Please transcribe the records precisely; pictures stay out of your copy.

(Record excerpts Opens)

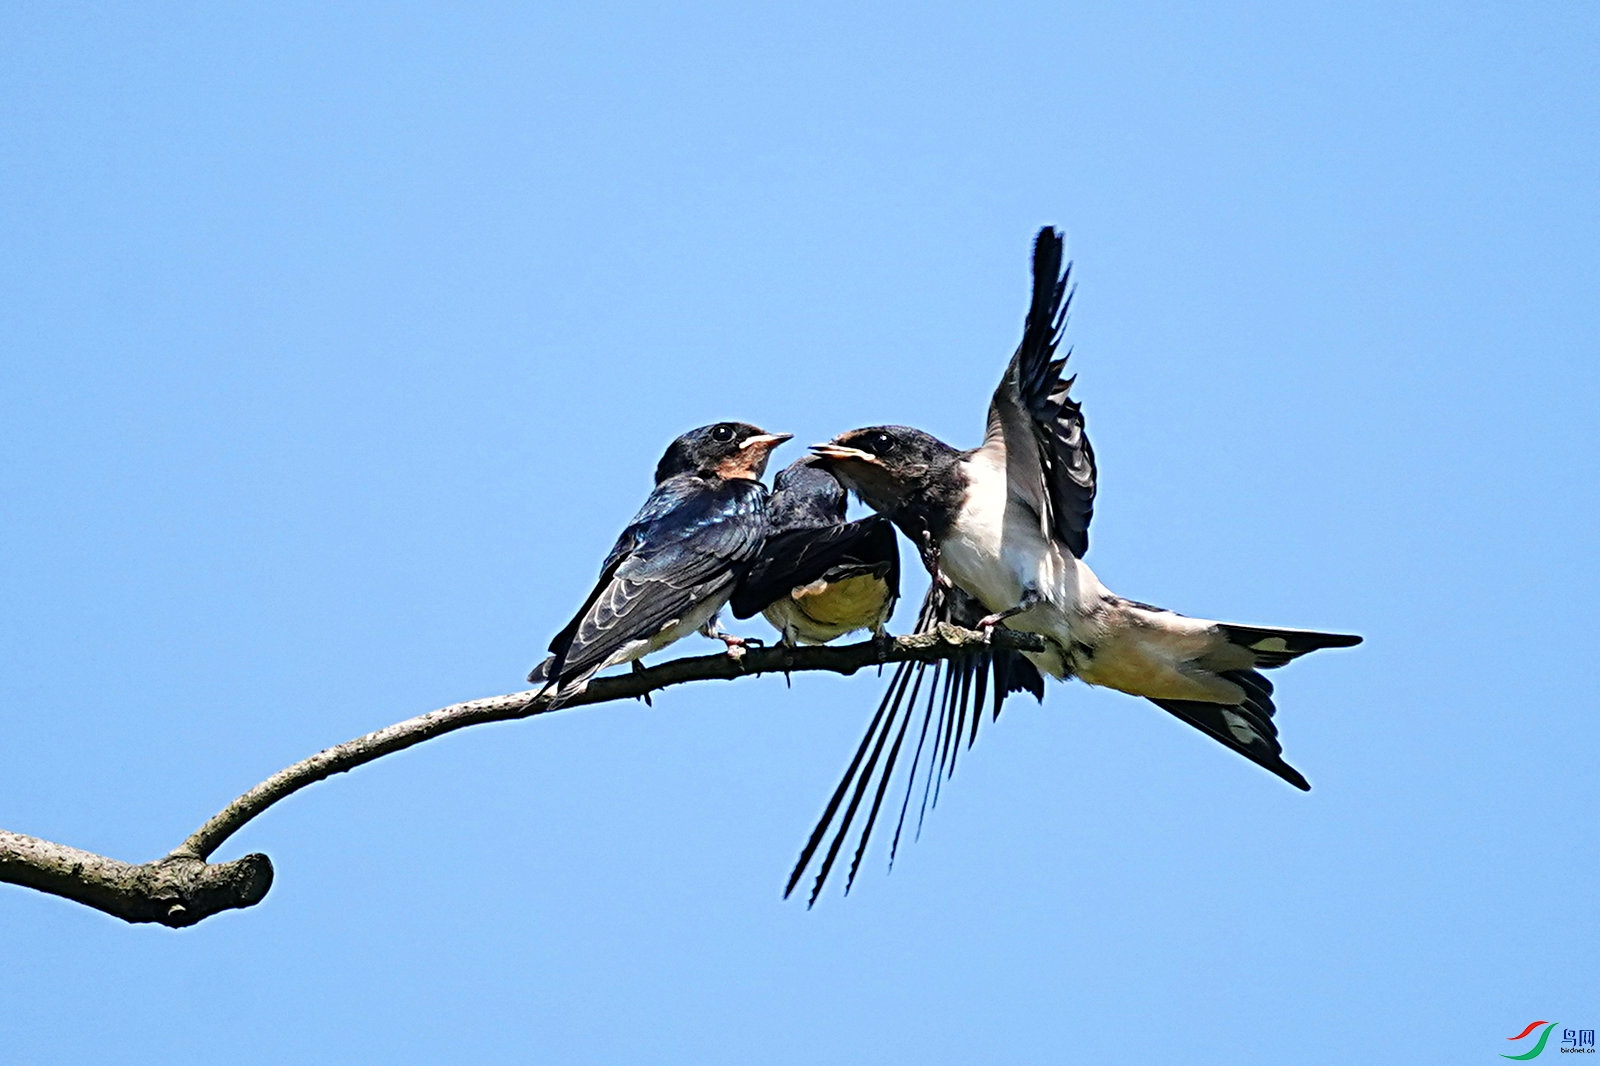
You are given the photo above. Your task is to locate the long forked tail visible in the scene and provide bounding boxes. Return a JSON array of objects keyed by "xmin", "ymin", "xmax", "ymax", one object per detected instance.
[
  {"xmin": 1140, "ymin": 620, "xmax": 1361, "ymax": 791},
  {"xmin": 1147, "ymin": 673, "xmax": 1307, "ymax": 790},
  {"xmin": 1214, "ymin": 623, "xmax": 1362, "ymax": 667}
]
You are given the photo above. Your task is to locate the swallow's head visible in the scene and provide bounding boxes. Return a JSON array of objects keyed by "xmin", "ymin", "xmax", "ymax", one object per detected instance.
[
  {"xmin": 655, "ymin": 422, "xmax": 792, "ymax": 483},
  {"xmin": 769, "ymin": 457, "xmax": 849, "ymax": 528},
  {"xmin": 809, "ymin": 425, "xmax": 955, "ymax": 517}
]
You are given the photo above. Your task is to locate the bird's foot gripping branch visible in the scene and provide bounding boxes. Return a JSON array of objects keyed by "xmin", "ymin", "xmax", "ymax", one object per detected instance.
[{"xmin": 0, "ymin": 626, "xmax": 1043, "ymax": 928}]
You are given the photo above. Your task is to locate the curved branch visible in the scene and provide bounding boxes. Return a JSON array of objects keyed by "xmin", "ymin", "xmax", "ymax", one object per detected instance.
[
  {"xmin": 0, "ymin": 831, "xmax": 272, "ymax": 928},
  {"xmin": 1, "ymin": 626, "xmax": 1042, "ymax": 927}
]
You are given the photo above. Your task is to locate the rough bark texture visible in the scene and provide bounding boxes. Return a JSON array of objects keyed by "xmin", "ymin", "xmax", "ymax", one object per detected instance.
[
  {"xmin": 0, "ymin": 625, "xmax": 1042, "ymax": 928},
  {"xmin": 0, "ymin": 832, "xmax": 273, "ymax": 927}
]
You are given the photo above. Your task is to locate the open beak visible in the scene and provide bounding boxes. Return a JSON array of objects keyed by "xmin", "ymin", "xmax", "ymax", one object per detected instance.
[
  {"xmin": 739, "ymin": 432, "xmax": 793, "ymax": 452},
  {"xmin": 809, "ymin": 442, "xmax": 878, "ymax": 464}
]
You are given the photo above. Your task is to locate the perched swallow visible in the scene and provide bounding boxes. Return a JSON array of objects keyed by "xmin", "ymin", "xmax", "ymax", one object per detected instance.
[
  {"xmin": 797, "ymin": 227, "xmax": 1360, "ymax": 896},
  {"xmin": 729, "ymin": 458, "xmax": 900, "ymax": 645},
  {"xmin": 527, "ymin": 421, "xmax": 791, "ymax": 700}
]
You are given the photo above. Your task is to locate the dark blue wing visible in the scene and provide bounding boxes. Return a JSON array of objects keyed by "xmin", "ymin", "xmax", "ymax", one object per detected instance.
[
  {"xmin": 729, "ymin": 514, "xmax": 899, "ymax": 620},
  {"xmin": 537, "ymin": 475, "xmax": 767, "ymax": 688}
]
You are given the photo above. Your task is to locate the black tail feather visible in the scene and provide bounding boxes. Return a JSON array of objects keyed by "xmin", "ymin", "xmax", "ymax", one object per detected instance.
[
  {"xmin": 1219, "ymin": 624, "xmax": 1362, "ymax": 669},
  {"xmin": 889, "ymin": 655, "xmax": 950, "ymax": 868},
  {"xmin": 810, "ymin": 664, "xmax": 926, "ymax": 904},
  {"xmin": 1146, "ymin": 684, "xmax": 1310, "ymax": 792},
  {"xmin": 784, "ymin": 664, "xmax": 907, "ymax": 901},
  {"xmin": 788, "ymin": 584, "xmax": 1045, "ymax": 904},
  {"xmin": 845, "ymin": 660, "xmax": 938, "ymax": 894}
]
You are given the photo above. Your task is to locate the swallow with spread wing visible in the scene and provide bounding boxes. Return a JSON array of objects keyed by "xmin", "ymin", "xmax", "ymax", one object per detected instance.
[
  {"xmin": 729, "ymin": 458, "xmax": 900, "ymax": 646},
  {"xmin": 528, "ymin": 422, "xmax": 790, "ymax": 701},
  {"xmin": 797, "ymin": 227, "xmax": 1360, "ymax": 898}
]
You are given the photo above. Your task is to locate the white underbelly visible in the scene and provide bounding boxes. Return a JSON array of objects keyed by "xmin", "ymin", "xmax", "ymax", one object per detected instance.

(Record excerpts Closes)

→ Task solution
You are given the photo above. Your task is to locate the long forked tail visible in the scene and provide bounding boxes. Return a JSON array of objects keyed by "xmin", "ymin", "xmax", "ymax", one object per detected instance.
[
  {"xmin": 1140, "ymin": 620, "xmax": 1361, "ymax": 791},
  {"xmin": 1147, "ymin": 673, "xmax": 1307, "ymax": 790},
  {"xmin": 1214, "ymin": 623, "xmax": 1362, "ymax": 667}
]
You are given the photo above. Your task is to locate the swallow's head visible in the scene and provide bounding boxes. Return a JSON array of objects keyed by "xmin", "ymin", "xmax", "ymax", one object per detected instance.
[
  {"xmin": 655, "ymin": 422, "xmax": 792, "ymax": 483},
  {"xmin": 769, "ymin": 457, "xmax": 849, "ymax": 528},
  {"xmin": 809, "ymin": 425, "xmax": 955, "ymax": 517}
]
You are given the photo above. Your task is to locate the bird's foot gripping branch visible in the scene and provide bounding boxes. Return a JSON array of objects keyed by "xmin", "ymin", "xmax", "ymax", one object per detected instance.
[{"xmin": 0, "ymin": 626, "xmax": 1043, "ymax": 928}]
You are given the photo above. Your task is to locate the curved branch visible in the scene and provide bounding boxes. Return a JSON array of objects keyed by "xmin", "ymin", "xmax", "ymax", one object per detected instance.
[
  {"xmin": 0, "ymin": 831, "xmax": 272, "ymax": 928},
  {"xmin": 1, "ymin": 626, "xmax": 1042, "ymax": 927}
]
You are given the photo above. Your task is to locate the rough bark texture visible in the scene and provide bounding boxes. Return a JSON array of objects keyed by "xmin", "ymin", "xmax", "ymax", one object per detected instance.
[
  {"xmin": 0, "ymin": 625, "xmax": 1042, "ymax": 928},
  {"xmin": 0, "ymin": 832, "xmax": 273, "ymax": 927}
]
You are given the photo above. Your task is to locate the open beak visible in the scene and provide bounding boxes. Return a JSON array of objects keyed by "xmin", "ymin", "xmax", "ymax", one object per detected instance.
[
  {"xmin": 739, "ymin": 432, "xmax": 793, "ymax": 452},
  {"xmin": 809, "ymin": 442, "xmax": 878, "ymax": 464}
]
You are given the photo above. Your task is to locate the perched swallow visible in the scene and provide bounding boxes. Return a JSON array of objects keyed by "xmin", "ymin", "xmax", "ymax", one object per detected instance.
[
  {"xmin": 797, "ymin": 227, "xmax": 1360, "ymax": 896},
  {"xmin": 729, "ymin": 458, "xmax": 900, "ymax": 645},
  {"xmin": 527, "ymin": 421, "xmax": 791, "ymax": 700}
]
You are given the photo above. Your task is to locate the dark blue wing visible in the scene and provide bounding boxes. Return a JSON array of objects keyed by "xmin", "ymin", "xmax", "ymax", one object per detected instance.
[
  {"xmin": 729, "ymin": 514, "xmax": 899, "ymax": 620},
  {"xmin": 537, "ymin": 475, "xmax": 767, "ymax": 688}
]
You are given the photo above. Your task is to locate the black tail feather visible in the scene and provide bounding boxes. Return a JSON array of objects keyed by "xmin", "ymin", "xmax", "ymax", one object per detected instance.
[
  {"xmin": 1219, "ymin": 624, "xmax": 1362, "ymax": 669},
  {"xmin": 889, "ymin": 655, "xmax": 950, "ymax": 868},
  {"xmin": 810, "ymin": 664, "xmax": 926, "ymax": 904},
  {"xmin": 1146, "ymin": 684, "xmax": 1310, "ymax": 792},
  {"xmin": 784, "ymin": 664, "xmax": 907, "ymax": 901},
  {"xmin": 788, "ymin": 584, "xmax": 1045, "ymax": 904},
  {"xmin": 845, "ymin": 660, "xmax": 938, "ymax": 894}
]
You are given the photo above. Your task is to locate the swallow with spread wing visible in the scene and provide bounding boxes. Return a JSON array of objects keyed by "xmin", "ymin", "xmax", "ymax", one object per detected instance.
[
  {"xmin": 729, "ymin": 458, "xmax": 900, "ymax": 646},
  {"xmin": 528, "ymin": 422, "xmax": 790, "ymax": 701},
  {"xmin": 797, "ymin": 227, "xmax": 1360, "ymax": 898}
]
You are given the photo above. Your task is to locate the white underbelly visible in the scene and provide bounding boxes. Return a JSON array of objects keyed by "xmin", "ymin", "xmax", "ymax", one object per detected instance.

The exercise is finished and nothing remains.